> [Record excerpts]:
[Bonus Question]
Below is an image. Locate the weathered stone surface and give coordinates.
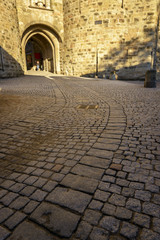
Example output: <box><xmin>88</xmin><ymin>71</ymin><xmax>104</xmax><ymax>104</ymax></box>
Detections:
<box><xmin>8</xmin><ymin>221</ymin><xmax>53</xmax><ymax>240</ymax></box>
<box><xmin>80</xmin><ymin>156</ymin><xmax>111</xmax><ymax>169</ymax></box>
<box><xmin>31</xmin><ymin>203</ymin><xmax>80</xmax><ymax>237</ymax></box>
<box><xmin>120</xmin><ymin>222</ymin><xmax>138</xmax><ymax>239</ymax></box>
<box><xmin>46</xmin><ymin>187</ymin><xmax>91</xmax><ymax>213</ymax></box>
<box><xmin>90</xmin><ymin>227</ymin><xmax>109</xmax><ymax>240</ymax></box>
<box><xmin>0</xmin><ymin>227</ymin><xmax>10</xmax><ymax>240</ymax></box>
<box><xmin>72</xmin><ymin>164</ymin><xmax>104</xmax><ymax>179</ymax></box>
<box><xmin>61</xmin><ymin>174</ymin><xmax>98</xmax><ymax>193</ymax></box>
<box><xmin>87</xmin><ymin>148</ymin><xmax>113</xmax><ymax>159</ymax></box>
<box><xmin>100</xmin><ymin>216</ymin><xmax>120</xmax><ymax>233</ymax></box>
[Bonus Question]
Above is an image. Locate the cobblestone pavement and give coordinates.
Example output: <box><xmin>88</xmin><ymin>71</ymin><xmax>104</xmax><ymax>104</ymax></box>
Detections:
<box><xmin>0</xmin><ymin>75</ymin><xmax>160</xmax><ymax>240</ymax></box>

> [Goal]:
Write the entries above out in full, exactly, with no images.

> [Solution below]:
[Bonus Question]
Below is an image. Locate the weathered stone surface and give coordinates.
Example output: <box><xmin>88</xmin><ymin>71</ymin><xmax>104</xmax><ymax>104</ymax></box>
Detections:
<box><xmin>8</xmin><ymin>221</ymin><xmax>53</xmax><ymax>240</ymax></box>
<box><xmin>80</xmin><ymin>156</ymin><xmax>111</xmax><ymax>169</ymax></box>
<box><xmin>31</xmin><ymin>203</ymin><xmax>80</xmax><ymax>237</ymax></box>
<box><xmin>120</xmin><ymin>222</ymin><xmax>138</xmax><ymax>239</ymax></box>
<box><xmin>46</xmin><ymin>187</ymin><xmax>91</xmax><ymax>213</ymax></box>
<box><xmin>90</xmin><ymin>227</ymin><xmax>109</xmax><ymax>240</ymax></box>
<box><xmin>0</xmin><ymin>227</ymin><xmax>10</xmax><ymax>240</ymax></box>
<box><xmin>72</xmin><ymin>164</ymin><xmax>104</xmax><ymax>179</ymax></box>
<box><xmin>61</xmin><ymin>174</ymin><xmax>98</xmax><ymax>193</ymax></box>
<box><xmin>87</xmin><ymin>148</ymin><xmax>113</xmax><ymax>159</ymax></box>
<box><xmin>100</xmin><ymin>216</ymin><xmax>120</xmax><ymax>233</ymax></box>
[Bonus Question]
Above is an image. Locate the cobblestone pavement and give coordinates.
Example output: <box><xmin>88</xmin><ymin>71</ymin><xmax>104</xmax><ymax>104</ymax></box>
Detections:
<box><xmin>0</xmin><ymin>75</ymin><xmax>160</xmax><ymax>240</ymax></box>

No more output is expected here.